Write out exactly the line containing "If you would be willing to indicate the concrete" along with each line that follows it in the records below, and no others.

(Stored data entries)
━━━━━━━━
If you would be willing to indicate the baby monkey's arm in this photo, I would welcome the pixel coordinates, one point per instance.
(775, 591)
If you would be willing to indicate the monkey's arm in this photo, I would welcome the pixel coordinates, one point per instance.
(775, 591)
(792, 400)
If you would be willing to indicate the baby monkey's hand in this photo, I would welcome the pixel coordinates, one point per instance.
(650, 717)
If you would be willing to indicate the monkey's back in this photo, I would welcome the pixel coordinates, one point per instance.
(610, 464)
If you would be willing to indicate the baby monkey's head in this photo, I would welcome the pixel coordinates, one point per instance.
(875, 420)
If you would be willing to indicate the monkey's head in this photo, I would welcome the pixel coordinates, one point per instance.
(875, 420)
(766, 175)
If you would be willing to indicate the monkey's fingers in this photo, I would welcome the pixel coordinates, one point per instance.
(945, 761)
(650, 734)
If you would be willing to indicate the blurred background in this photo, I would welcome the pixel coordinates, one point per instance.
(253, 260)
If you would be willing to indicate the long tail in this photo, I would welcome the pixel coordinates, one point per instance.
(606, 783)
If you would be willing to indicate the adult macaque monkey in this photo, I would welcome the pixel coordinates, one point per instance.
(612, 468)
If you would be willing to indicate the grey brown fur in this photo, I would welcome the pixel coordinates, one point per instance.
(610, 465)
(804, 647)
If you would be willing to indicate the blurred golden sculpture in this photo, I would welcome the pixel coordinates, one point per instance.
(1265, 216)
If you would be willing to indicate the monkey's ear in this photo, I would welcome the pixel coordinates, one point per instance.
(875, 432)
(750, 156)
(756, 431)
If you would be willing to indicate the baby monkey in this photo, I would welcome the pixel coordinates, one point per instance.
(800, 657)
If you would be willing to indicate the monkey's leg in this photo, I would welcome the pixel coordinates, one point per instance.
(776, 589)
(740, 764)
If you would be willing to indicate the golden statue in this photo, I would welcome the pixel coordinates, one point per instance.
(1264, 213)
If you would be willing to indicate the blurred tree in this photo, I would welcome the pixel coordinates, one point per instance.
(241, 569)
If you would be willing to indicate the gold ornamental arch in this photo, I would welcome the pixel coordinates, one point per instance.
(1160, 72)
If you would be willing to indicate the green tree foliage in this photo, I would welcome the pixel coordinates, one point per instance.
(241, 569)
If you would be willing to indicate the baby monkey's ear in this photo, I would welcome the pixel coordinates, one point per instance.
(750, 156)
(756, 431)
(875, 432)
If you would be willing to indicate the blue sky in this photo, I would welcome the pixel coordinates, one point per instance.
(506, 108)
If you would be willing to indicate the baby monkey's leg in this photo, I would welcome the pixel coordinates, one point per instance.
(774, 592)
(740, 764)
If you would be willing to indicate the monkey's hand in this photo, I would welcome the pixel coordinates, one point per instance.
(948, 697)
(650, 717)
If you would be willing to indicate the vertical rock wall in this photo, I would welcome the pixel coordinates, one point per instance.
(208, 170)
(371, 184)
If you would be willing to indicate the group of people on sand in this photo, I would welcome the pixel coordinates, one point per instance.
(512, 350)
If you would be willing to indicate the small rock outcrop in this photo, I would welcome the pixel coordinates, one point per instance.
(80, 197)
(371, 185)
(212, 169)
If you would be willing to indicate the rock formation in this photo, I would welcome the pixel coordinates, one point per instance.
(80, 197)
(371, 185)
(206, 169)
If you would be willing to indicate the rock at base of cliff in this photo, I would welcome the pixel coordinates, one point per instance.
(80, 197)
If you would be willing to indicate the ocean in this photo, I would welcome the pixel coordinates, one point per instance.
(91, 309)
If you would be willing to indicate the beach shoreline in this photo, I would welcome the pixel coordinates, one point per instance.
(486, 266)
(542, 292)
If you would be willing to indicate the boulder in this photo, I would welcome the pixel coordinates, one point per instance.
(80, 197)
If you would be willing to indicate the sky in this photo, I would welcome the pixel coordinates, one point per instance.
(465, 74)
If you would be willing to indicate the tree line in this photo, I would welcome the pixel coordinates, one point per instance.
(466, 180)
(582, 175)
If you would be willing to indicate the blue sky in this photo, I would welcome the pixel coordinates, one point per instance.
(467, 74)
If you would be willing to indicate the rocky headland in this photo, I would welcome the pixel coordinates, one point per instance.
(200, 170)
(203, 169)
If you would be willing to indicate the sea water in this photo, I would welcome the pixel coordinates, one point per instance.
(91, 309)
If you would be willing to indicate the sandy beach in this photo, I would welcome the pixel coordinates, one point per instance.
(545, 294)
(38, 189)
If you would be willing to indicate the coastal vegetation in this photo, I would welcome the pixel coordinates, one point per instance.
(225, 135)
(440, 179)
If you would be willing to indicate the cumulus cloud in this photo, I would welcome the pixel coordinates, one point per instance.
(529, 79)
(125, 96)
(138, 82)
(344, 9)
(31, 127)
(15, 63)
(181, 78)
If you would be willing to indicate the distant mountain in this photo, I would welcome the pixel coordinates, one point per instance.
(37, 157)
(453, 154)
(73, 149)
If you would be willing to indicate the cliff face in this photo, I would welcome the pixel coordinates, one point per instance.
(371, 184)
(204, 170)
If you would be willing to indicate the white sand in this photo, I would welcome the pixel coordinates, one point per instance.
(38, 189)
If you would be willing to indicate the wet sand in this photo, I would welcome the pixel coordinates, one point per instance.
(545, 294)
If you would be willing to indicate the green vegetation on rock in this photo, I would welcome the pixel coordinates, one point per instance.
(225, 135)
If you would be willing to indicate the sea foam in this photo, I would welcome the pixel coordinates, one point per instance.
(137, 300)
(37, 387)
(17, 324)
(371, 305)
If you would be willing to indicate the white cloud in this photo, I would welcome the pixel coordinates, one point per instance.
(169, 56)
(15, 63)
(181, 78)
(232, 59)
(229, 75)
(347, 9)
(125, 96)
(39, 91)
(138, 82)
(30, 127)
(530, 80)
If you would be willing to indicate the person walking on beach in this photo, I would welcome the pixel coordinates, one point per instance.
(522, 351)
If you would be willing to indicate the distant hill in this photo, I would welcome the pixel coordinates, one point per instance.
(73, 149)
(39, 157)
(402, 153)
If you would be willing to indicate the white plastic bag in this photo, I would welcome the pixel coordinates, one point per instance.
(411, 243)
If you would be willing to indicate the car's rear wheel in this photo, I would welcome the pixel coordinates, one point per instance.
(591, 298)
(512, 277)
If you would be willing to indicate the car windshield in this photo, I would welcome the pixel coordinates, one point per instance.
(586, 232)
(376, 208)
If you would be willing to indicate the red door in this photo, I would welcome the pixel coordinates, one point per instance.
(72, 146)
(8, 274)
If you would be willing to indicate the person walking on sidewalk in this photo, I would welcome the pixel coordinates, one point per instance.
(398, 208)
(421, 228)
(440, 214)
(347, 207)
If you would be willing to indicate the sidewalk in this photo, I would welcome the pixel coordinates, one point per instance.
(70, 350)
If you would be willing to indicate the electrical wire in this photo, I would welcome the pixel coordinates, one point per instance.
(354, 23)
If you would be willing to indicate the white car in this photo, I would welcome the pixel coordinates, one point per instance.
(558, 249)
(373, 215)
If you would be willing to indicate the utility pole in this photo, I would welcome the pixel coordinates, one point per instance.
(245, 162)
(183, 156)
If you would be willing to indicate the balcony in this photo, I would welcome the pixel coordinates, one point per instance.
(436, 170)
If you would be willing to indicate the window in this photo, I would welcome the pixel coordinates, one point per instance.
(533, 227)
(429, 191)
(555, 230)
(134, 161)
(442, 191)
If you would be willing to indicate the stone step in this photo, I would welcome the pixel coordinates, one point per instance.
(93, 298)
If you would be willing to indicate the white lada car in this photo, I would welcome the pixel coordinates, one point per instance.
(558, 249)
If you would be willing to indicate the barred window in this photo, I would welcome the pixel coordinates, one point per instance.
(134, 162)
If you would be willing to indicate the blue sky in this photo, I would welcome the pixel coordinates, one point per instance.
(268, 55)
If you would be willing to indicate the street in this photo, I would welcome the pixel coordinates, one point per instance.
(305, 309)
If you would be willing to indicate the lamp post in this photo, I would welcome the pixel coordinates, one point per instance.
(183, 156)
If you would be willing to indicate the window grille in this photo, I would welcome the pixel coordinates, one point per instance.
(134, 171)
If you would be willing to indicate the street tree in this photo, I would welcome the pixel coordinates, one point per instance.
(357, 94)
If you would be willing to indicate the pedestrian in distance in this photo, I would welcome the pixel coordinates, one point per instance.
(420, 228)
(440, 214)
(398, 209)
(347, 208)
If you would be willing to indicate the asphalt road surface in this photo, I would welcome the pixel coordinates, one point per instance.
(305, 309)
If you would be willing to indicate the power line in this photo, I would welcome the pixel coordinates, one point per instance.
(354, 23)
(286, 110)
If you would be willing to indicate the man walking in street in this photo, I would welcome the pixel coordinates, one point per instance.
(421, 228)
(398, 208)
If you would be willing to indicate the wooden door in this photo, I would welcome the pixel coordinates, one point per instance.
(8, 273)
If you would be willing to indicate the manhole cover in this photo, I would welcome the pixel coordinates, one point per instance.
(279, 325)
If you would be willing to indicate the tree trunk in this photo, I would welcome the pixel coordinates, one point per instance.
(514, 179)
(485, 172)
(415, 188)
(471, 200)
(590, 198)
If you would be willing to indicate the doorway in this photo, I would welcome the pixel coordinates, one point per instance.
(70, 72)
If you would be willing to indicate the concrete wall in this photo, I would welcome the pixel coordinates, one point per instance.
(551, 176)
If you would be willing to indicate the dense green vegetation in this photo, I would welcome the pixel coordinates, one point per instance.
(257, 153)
━━━━━━━━
OUTPUT OF THE EXERCISE =>
If you would be willing to indicate the concrete wall in this photo, I would welcome the pixel coordinates, one point per instance.
(551, 176)
If you would be willing to indicate the dense green vegetation in this photo, I would welcome the pixel coordinates, one point per instance.
(257, 153)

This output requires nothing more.